While Wright and Donna slept, the river grew and ripped through the house. They woke up to water on the floor. They ran to the attic in a carport next to the house, where they waited out the flood for about two hours. At about 5:00 a.m., the couple walked to a nearby Methodist church.

On Wednesday, as Wright collected the paintings he inherited from his mother, he, like so many others, grappled with the truth that their beloved homes stand on unforgiving ground.

“We’re always prepared for a flood, to be stuck here for a couple of days without electricity. That’s just a contingency of living on the river,” he said. “But none of us ever thought the water was going to get in these houses.”

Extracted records

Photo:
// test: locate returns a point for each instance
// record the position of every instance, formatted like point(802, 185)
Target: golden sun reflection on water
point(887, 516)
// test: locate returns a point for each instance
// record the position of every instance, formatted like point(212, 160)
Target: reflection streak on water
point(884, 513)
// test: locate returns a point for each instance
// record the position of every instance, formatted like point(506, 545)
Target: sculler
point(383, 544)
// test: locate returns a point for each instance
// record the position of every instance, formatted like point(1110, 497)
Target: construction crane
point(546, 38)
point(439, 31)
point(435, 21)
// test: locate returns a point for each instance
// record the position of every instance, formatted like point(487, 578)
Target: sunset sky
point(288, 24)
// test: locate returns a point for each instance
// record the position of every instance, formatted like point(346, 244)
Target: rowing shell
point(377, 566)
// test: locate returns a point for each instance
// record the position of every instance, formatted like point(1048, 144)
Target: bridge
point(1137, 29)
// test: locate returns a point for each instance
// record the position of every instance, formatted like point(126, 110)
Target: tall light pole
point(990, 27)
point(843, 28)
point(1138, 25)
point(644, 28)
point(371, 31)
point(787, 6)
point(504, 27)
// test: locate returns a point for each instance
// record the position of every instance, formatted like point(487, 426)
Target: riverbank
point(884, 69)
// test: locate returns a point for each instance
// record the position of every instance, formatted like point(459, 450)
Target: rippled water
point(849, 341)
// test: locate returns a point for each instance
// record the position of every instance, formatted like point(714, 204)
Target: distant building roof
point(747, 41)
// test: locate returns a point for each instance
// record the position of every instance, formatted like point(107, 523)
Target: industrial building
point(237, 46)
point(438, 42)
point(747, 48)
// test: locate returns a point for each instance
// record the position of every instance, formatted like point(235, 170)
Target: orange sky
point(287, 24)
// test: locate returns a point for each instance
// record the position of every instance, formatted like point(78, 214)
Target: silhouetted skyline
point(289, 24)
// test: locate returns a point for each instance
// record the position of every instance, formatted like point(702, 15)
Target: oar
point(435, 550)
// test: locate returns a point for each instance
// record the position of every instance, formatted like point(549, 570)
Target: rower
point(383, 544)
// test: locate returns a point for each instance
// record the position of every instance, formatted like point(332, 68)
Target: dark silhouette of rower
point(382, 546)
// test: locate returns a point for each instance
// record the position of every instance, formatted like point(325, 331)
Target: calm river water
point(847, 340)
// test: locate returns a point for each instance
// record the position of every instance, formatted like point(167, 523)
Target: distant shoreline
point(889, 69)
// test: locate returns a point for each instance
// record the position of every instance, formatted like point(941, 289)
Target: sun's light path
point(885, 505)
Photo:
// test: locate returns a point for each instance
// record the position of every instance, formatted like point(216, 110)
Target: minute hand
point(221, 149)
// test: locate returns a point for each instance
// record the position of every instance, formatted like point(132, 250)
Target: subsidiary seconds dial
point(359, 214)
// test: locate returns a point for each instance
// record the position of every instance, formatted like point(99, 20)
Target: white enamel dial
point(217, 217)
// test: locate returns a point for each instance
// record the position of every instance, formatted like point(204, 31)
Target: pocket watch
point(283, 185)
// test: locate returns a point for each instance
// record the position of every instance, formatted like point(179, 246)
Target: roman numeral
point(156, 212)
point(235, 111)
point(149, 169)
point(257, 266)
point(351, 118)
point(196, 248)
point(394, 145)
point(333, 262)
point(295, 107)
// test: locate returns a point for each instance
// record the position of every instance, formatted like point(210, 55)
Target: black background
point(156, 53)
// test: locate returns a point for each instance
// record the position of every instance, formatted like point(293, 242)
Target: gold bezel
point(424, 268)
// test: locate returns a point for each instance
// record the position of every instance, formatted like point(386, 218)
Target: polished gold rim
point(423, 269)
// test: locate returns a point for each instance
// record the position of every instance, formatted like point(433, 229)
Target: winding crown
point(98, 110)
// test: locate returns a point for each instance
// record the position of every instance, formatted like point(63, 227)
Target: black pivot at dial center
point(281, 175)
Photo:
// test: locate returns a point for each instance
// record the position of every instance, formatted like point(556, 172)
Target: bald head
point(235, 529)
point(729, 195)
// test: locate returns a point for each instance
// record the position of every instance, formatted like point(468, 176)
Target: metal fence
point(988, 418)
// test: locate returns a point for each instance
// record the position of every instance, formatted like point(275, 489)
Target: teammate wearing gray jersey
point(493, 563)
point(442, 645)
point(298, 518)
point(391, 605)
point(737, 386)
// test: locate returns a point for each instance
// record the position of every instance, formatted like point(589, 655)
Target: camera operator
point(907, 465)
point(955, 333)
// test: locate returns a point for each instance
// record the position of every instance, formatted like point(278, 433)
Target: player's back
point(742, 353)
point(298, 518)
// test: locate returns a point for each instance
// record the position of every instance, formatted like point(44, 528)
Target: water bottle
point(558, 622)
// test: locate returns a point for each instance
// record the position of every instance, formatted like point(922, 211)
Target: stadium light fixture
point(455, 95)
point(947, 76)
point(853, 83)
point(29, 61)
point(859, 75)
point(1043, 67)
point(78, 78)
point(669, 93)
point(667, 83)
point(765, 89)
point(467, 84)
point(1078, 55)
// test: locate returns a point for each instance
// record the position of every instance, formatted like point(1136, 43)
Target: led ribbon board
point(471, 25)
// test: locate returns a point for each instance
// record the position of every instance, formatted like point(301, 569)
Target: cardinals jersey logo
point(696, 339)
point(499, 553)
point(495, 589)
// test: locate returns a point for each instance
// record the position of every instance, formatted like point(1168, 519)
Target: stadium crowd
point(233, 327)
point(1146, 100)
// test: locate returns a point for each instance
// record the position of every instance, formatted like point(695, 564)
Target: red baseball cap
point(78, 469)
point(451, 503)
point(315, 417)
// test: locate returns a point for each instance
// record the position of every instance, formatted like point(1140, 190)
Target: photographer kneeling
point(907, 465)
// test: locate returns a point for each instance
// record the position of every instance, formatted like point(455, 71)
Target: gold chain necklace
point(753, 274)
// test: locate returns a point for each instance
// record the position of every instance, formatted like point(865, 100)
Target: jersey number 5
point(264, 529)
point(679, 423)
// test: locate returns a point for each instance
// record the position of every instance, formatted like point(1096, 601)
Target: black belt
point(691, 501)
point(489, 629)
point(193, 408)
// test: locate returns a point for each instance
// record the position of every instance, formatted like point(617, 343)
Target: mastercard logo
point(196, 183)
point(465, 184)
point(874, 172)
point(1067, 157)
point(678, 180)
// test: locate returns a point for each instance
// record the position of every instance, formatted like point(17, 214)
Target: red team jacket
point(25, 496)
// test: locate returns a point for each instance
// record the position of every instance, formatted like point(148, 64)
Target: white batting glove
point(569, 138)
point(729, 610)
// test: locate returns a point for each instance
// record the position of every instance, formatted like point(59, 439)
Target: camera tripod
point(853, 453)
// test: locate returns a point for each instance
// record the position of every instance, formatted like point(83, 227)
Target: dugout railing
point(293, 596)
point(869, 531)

Instructions:
- 1) Answer these questions about the flood passage:
(a) Where did Wright and Donna wait out the flood?
(b) What did Wright collect on Wednesday?
(c) What did Wright say none of them ever thought would happen?
- 2) Which structures does the first paragraph of the flood passage mention? List every one.

Written answers:
- 1)
(a) In the attic in a carport next to the house
(b) The paintings he inherited from his mother
(c) That the water was going to get in these houses

- 2)
- The house
- The attic
- The carport
- The nearby Methodist church